- Requisitos de la tarea:
Copia sin cambios el tramo del texto fuente que va desde "Ha participado en" hasta "y Cisneros Fountanal.", ambos incluidos.

- Texto fuente:

Nació en 1974 en Ciudad de Guatemala (Guatemala), donde actualmente vive y trabaja. Su carrera como artista comenzó a finales de los años 90, pocos años después de la firma de la paz en su país. En el 2005 obtuvo el León de Oro de la 51 Bienal de Venecia en la categoría Artista joven. Su trabajo ha sido exhibido en muestras colectivas en diversos espacios alrededor del mundo. Regina también escribe poesía y cuento, y ya varios de sus textos forman parte de antologías y revistas. ‘Personal e intransmisible’ se titula el libro de poesía que publicó en 1999.
Ha participado en eventos de talla internacional como: Bienal de Venecia (versiones 49, 51, 53 y 54); The Sharjah Biennial; Bienal de Pontevedra (2010); 17 Bienal de Sydney; II Bienal de Moscú; Primera Trienal de Auckland; Venice-Istanbul; I Bienal de Arte y Arquitectura Islas Canarias; III Bienal de Albania; II Bienal de Praga; III Bienal de Lima. Su trabajo forma parte de colecciones como Pricenton Universtity (Nueva Jersey); Meiac ( España); Fondazione Teseco (Pisa, Italia); Fondazione Galleria Civica (Trento, Italia); MMKA, Budapest, Hungría; Consejería de Murcia (España); Art Foundation Mallorca (España); Museo de Rivoli (Turín, Italia); Fundación Daros (Suiza); Blanton Museum (EE.UU); Colección La Gaia; UBS Art Collection; Miami Art Museum y Cisneros Fountanal.

- Listado proporcionado:
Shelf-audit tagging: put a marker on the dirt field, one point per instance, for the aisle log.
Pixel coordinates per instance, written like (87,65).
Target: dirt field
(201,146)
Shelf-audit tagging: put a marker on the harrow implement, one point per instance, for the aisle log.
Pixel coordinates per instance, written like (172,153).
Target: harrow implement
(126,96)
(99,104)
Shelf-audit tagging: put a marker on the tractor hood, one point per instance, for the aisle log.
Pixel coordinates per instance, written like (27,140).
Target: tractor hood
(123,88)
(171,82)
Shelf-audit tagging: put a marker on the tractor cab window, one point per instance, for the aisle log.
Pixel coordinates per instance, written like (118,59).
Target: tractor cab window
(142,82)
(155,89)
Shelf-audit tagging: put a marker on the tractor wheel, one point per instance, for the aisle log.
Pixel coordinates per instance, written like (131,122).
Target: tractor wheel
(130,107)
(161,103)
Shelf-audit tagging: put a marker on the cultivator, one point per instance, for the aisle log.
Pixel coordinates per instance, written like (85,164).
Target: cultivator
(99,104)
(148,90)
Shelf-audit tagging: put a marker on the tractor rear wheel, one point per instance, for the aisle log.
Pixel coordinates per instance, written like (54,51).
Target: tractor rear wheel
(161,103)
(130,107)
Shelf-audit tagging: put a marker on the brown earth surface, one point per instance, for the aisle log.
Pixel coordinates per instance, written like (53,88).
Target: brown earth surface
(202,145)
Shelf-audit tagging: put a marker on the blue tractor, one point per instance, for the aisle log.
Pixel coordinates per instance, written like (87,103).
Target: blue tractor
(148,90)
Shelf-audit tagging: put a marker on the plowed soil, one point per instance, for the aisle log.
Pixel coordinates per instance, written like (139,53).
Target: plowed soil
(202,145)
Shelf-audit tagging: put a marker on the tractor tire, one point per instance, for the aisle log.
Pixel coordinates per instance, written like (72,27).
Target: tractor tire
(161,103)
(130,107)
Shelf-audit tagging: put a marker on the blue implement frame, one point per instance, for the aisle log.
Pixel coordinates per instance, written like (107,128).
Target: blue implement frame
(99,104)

---

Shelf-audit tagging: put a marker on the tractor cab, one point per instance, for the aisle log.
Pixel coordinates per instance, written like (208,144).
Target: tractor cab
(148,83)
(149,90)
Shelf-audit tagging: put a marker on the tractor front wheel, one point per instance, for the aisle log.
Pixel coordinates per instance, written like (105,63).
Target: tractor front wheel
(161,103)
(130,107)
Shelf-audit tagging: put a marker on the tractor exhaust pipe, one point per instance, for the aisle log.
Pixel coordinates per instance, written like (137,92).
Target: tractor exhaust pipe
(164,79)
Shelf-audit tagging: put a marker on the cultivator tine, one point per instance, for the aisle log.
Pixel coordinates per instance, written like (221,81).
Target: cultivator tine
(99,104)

- Resultado:
Ha participado en eventos de talla internacional como: Bienal de Venecia (versiones 49, 51, 53 y 54); The Sharjah Biennial; Bienal de Pontevedra (2010); 17 Bienal de Sydney; II Bienal de Moscú; Primera Trienal de Auckland; Venice-Istanbul; I Bienal de Arte y Arquitectura Islas Canarias; III Bienal de Albania; II Bienal de Praga; III Bienal de Lima. Su trabajo forma parte de colecciones como Pricenton Universtity (Nueva Jersey); Meiac ( España); Fondazione Teseco (Pisa, Italia); Fondazione Galleria Civica (Trento, Italia); MMKA, Budapest, Hungría; Consejería de Murcia (España); Art Foundation Mallorca (España); Museo de Rivoli (Turín, Italia); Fundación Daros (Suiza); Blanton Museum (EE.UU); Colección La Gaia; UBS Art Collection; Miami Art Museum y Cisneros Fountanal.